Várias colunas são dispostas na sala. Cada uma reproduz um áudio, todos numa voz feminina, com um enunciado diferente: pela coluna da esquerda, uma mulher chama senhas e enuncia o respectivo gabinete a que o portador da senha deverá dirigir-se (“Gabinete”); na coluna central uma mulher diz “Look at me”; e das dez colunas à direita, são ditos vários nomes, mulheres apresentando-se, multiplicidade redutível ao nome próprio que designa a peça, “Aida”. Se cada secção sonora reproduz um enunciado diferente, gerando um efeito de coro desfasado — mais do que em cânone, por não lograr, ao contrário deste, qualquer harmonia —, curioso é que um elemento comum seja a voz feminina, sugerindo uma unidade identitária, ou enquanto construção fictícia, ilusão habitável, ou enquanto operador da tentação de identificar as vozes com a artista que sabemos ter assinado aquelas obras. Todavia, qualquer sugestão de unidade parece existir única e exclusivamente para atestar a ausência de provas nesse sentido. Assim sendo, o que temos é o sinal — e não a prova, cuja aparição é sempre referencial e devedora de uma narrativa — da impossível fixação identitária, paradoxalmente consubstanciada na manifestação incorpórea da voz. A par da impossível identidade, do rosto negado, da voz apresentada imediatamente como eco, circularidade delirante cujo primeiro suposto referente se encontra furtado de qualquer experiência e testemunho, é exposta a linguagem enquanto matéria vergada à funcionalidade de todos os dias, sob a forma de automatismo: seja em ambiente clínico (“Gabinete”), seja num apelo de atenção viciado e necessariamente dito numa língua estrangeira (“Look at me”) ou na apresentação pelo nome próprio (ou próprio nome?) (“Aida”). Se as palavras e os respectivos sentidos são aqui revelados na sua arbitrariedade mais fundamental, o espectador convence-se, e bem, de que o uso que delas fazemos — enquanto sociedade e não comunidade — é invariavelmente dessensibilizado.
Assim, o espectador que escolha permanecer na sala de exposição — ciente dessa proto-habitação do espaço — fica ciente do seu olhar de resistência, atento, de renovação de uma semântica do poder para uma significação afectiva e, invariavelmente, intransmissível. Uma tal consciencialização faz-se, pois, a par da aparição da face mais mesquinha da linguagem: a do poder, cuja estrutura é sempre arbitrária, gerando, todavia, códigos tiranicamente previsíveis.

Informação apresentada.

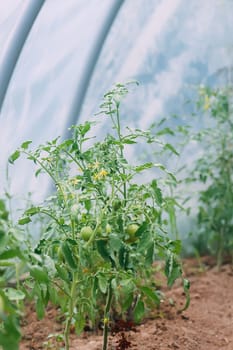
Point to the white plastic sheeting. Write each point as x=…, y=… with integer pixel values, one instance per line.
x=167, y=45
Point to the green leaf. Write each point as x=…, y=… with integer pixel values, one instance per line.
x=14, y=156
x=171, y=148
x=25, y=220
x=128, y=141
x=151, y=294
x=39, y=274
x=14, y=294
x=143, y=167
x=139, y=311
x=141, y=229
x=165, y=131
x=32, y=211
x=11, y=253
x=25, y=144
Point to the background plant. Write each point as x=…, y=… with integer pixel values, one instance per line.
x=214, y=169
x=104, y=229
x=12, y=262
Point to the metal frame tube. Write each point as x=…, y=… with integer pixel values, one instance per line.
x=15, y=43
x=84, y=81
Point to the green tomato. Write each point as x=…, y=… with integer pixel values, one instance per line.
x=86, y=233
x=60, y=255
x=108, y=229
x=2, y=306
x=131, y=231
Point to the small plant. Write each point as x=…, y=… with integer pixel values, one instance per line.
x=104, y=229
x=214, y=169
x=12, y=260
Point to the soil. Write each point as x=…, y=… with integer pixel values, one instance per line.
x=206, y=325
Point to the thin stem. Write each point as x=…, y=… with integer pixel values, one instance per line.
x=121, y=149
x=70, y=311
x=106, y=317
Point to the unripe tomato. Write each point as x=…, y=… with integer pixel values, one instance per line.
x=86, y=233
x=1, y=305
x=74, y=210
x=108, y=229
x=131, y=231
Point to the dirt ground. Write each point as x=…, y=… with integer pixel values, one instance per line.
x=206, y=325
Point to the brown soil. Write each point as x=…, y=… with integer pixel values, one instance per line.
x=206, y=325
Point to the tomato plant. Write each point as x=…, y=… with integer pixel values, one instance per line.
x=104, y=228
x=214, y=169
x=12, y=262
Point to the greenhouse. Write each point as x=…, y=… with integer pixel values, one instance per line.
x=116, y=170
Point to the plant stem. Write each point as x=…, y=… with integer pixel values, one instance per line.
x=106, y=317
x=121, y=149
x=220, y=249
x=70, y=311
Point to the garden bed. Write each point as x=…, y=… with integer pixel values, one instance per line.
x=207, y=324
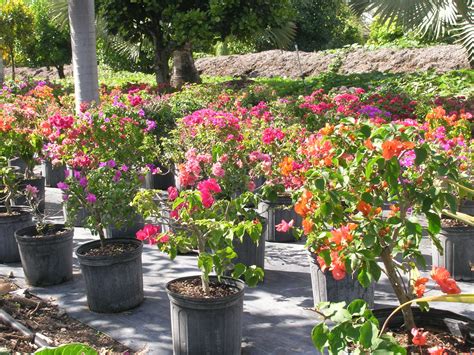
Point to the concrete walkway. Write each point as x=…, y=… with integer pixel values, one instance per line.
x=276, y=315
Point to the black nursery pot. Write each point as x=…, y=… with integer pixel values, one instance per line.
x=433, y=320
x=458, y=255
x=9, y=252
x=113, y=283
x=207, y=326
x=46, y=260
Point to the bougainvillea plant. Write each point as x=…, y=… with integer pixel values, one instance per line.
x=103, y=193
x=196, y=219
x=357, y=170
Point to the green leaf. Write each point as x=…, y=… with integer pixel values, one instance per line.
x=434, y=223
x=319, y=335
x=368, y=334
x=357, y=307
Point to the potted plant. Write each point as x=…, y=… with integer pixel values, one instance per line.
x=206, y=310
x=11, y=218
x=112, y=268
x=45, y=248
x=354, y=170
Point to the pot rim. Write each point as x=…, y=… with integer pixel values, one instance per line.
x=69, y=233
x=239, y=284
x=110, y=259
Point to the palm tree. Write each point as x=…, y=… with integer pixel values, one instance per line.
x=433, y=18
x=84, y=56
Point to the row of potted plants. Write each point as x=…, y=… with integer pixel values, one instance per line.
x=336, y=160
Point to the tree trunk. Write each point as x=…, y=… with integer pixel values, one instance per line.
x=60, y=69
x=84, y=56
x=12, y=58
x=184, y=70
x=2, y=71
x=161, y=64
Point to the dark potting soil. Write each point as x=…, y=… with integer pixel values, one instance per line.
x=193, y=288
x=110, y=249
x=451, y=343
x=42, y=316
x=451, y=222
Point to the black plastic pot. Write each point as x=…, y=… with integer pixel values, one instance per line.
x=46, y=260
x=328, y=289
x=38, y=182
x=458, y=255
x=9, y=252
x=433, y=320
x=207, y=326
x=113, y=283
x=53, y=175
x=274, y=212
x=250, y=253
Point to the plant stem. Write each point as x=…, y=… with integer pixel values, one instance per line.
x=397, y=286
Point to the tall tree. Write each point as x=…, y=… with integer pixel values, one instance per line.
x=51, y=46
x=434, y=18
x=16, y=25
x=84, y=56
x=176, y=27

Tarefas a realizar.
1 > Extraia do excerto sobre a instalação sonora o trecho compreendido entre "Assim, o espectador" e "códigos tiranicamente previsíveis.", ambos inclusive.
2 > Reescreva sob a forma de lista o parágrafo do excerto sobre a instalação sonora que começa por "Assim, o espectador que escolha permanecer", conservando os factos principais.
3 > Prossiga o excerto sobre a instalação sonora a partir do ponto em que termina.

Respostas às tarefas.
1 >
Assim, o espectador que escolha permanecer na sala de exposição — ciente dessa proto-habitação do espaço — fica ciente do seu olhar de resistência, atento, de renovação de uma semântica do poder para uma significação afectiva e, invariavelmente, intransmissível. Uma tal consciencialização faz-se, pois, a par da aparição da face mais mesquinha da linguagem: a do poder, cuja estrutura é sempre arbitrária, gerando, todavia, códigos tiranicamente previsíveis.

2 >
- O espectador que escolhe permanecer na sala de exposição, ciente dessa proto-habitação do espaço, toma consciência do seu olhar de resistência, atento.
- Esse olhar renova uma semântica do poder, transformando-a numa significação afectiva e, invariavelmente, intransmissível.
- Tal consciencialização ocorre a par da aparição da face mais mesquinha da linguagem, a do poder.
- A estrutura do poder é sempre arbitrária, mas gera códigos tiranicamente previsíveis.

3 >
A artista escolhe nomear a exposição com a expressão Senha Z 672. Trata-se de uma expressão representativa de uma passagem, da transmissão de um testemunho despido de sentido no automatismo que concentra a funcionalidade que é, ainda que consequente (normalmente, a entrada e saída num espaço de prestação de algum serviço). Reforçando a ideia de arbitrariedade, o nome da exposição exige ou, pelo menos, apela, a uma forma de estar diversa, aliás, alternativa, obrigando a uma passagem menos passageira, poderia dizer-se.
O presente trabalho de Luísa Cunha propõe a transfiguração do olhar, a geração de uma revolução pontual, e em concentrado, acerca dos modos vários com que nos relacionamos no e com o espaço, como escolhemos recortar-nos contra um fundo que, a rimar com a robotização da vida contemporânea, é forçosamente incorpóreo, como a voz que não é para ser escutada mas tão-só recebida, a voz que é som ruidoso, como o branco que não é senão eco de um branco supostamente mais branco. E nós sempre vergados a seguir escalas, a relacionarmo-nos segundo aumentativos e diminutivos, situando-nos, afinal, ao largo das coisas propriamente ditas. Senha Z 672 manifesta-se, diz-se, ao mesmo tempo obrigando o espectador a escutar e o ouvinte a ver. Mesmo que seja num silêncio arredado de qualquer cifra. Talvez seja essa a grande fortuna da arte: apresentar-nos uma nova língua, fazer-nos esquecer as outras — doce Babel, Babel dita, adoçada.